### DOCUMENT SEGMENT
Wednesday, December 2, 2015

Junglepussy: Pregnant With Success

Junglepussy is working within a lineage of comedic rappers, from Biz Markie to Ghostface Killah to Cam'ron and Action Bronson, rappers who elevate the muck and mundanity of life with zany non-sequiturs, adlibs and references. In terms of  sharp-witted artists who led to the increasingly rare seismic belly laughs on the subway this year, she's up there with novelist Paul Beatty, whose 2015 book The Sellout sent up American politics and culture in a way that proves good satire can change your truth. Junglepussy's Pregnant With Success is another reminder of how humor can bring the audience closer and form an emotional connection.  It's as bright as Beatty's novel is dark, but they're both charmingly demented, sharp-witted and necessary social critiques. They remind me how humor can transform literature and music, forms that often aren't as empirically funny as film and television, bringing the audience closer and forming an emotional connection.

She has a rare confidence that's rooted in playfulness: "This pussy don't pop for you," she gloats on "Pop For You", a song with watery snares and a glitchy melody. The hook feels like she's playing a character, a parody of contemporary male rappers, but it's more of a roast that has its roots on the surreal experience of being a woman in 2015. It also riffs on the language of the oppressor, so to speak. Junglepussy spits: "You look up to these dudes to tell you who to screw/What she'll look like if she your type/compliment her if she's light/if she's black don't get her hype." The joke comes at the end, when she compares a guy who takes her to the zoo versus one who buys her leopard print lingerie: "I got niggas taking me to see live animals and you're pulling up with animal prints?"

It's her perspective as a black woman, a regular woman, from New York City that makes this album transgressive. She raps as much about her voracious appetite as she does about fashion and sex. She references Money and Violence and haute Japanese eatery Nobu over a series of glossy melodies and booming bass courtesy of producer Shy Guy. She swiftly cycles through cadences that approximate the balloon-lunged bellowing of Ludacris and a spiky Da Brat flow. On "Country Boy", a song that feels like a nod to her Trinidadian and Jamaican roots, she channels Lady Saw's squawk and the grim commands of Buju Banton before issuing a whimsical sign-off: "I be dutty winin' down the Yellow Brick Road!" The beat on "Get To Steppin'" is the album's most aggressive: a synthetic Orientalist synth loop fights with battering bass and Junglepussy is in your face, exhorting you to step off whilst bigging herself up ("I was fuckin' with me when you wasn't"). It ends with a hilarious outro, a dorky jingle about online shopping and a rush of true swagger: "When your Fendi boots come in the mail, time to front on everyone in here."

### DATASET EXTRACT
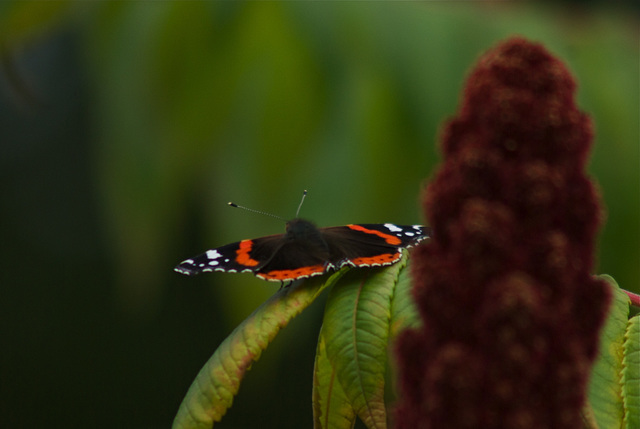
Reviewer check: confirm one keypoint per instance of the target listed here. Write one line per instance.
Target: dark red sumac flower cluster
(511, 313)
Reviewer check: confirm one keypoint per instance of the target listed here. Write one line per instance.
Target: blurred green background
(127, 126)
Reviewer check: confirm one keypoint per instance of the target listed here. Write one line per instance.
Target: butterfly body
(305, 250)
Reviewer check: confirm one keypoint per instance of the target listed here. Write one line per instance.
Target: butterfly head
(301, 229)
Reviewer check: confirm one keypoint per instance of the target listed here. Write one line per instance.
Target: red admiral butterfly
(305, 250)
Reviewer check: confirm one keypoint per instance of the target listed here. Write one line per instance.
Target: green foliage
(613, 389)
(365, 309)
(356, 329)
(212, 392)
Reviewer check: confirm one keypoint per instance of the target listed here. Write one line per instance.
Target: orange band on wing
(390, 239)
(243, 257)
(292, 274)
(384, 259)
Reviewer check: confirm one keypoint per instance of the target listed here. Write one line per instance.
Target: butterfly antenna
(256, 211)
(304, 194)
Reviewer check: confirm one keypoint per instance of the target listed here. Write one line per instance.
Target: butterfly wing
(366, 245)
(297, 258)
(240, 257)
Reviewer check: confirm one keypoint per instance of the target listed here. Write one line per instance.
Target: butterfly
(305, 250)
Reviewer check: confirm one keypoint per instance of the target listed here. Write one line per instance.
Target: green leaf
(212, 392)
(605, 390)
(631, 374)
(356, 330)
(404, 313)
(331, 408)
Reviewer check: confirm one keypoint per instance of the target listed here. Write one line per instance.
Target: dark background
(127, 126)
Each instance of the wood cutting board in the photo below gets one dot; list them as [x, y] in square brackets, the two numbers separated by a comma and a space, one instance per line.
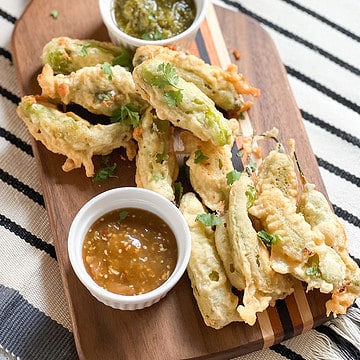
[173, 328]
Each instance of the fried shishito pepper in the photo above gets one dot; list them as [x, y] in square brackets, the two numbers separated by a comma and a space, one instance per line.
[224, 87]
[318, 213]
[65, 54]
[211, 287]
[263, 286]
[183, 104]
[156, 163]
[95, 89]
[70, 135]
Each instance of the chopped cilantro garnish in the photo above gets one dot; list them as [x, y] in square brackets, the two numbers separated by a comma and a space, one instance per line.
[209, 219]
[232, 176]
[122, 215]
[83, 51]
[107, 70]
[199, 156]
[54, 14]
[106, 171]
[167, 76]
[124, 59]
[251, 195]
[127, 114]
[179, 190]
[268, 239]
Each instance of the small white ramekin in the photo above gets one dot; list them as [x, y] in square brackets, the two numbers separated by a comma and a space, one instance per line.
[128, 197]
[180, 42]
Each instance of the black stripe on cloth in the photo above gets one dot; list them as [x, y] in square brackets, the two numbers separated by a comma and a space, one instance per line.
[331, 129]
[8, 95]
[7, 16]
[294, 37]
[200, 43]
[324, 20]
[6, 54]
[29, 333]
[22, 145]
[350, 218]
[21, 187]
[286, 352]
[346, 347]
[328, 92]
[27, 236]
[338, 172]
[285, 319]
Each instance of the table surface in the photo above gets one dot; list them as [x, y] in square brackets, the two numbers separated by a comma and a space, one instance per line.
[322, 60]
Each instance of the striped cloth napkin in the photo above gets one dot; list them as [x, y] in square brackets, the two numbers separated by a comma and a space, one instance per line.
[319, 44]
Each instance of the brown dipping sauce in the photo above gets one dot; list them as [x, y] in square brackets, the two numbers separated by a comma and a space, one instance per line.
[130, 251]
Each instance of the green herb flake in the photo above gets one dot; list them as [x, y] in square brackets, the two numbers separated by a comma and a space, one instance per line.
[209, 219]
[122, 216]
[232, 176]
[167, 76]
[268, 239]
[84, 49]
[54, 14]
[106, 171]
[251, 196]
[124, 59]
[128, 114]
[107, 70]
[199, 156]
[179, 191]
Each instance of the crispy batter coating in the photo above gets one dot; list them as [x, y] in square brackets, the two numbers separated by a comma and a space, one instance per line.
[223, 247]
[224, 87]
[263, 286]
[156, 163]
[317, 212]
[277, 170]
[208, 176]
[91, 87]
[72, 136]
[196, 112]
[65, 54]
[211, 287]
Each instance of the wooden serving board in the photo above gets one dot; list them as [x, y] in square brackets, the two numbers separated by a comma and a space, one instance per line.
[173, 328]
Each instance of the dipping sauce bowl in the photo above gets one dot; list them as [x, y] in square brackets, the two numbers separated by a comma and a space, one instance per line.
[94, 233]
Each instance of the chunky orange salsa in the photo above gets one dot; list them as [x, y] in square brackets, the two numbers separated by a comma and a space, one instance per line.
[130, 251]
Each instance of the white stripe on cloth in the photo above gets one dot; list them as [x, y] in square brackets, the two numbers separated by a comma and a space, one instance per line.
[35, 275]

### GOAL 1
In the review of Junglepussy's album, who is credited as the producer of its melodies and bass?
### GOAL 2
Tally how many lines in the rows contain the string "dipping". Case counts, so give only the number.

### EXERCISE ANSWER 1
Shy Guy

### EXERCISE ANSWER 2
2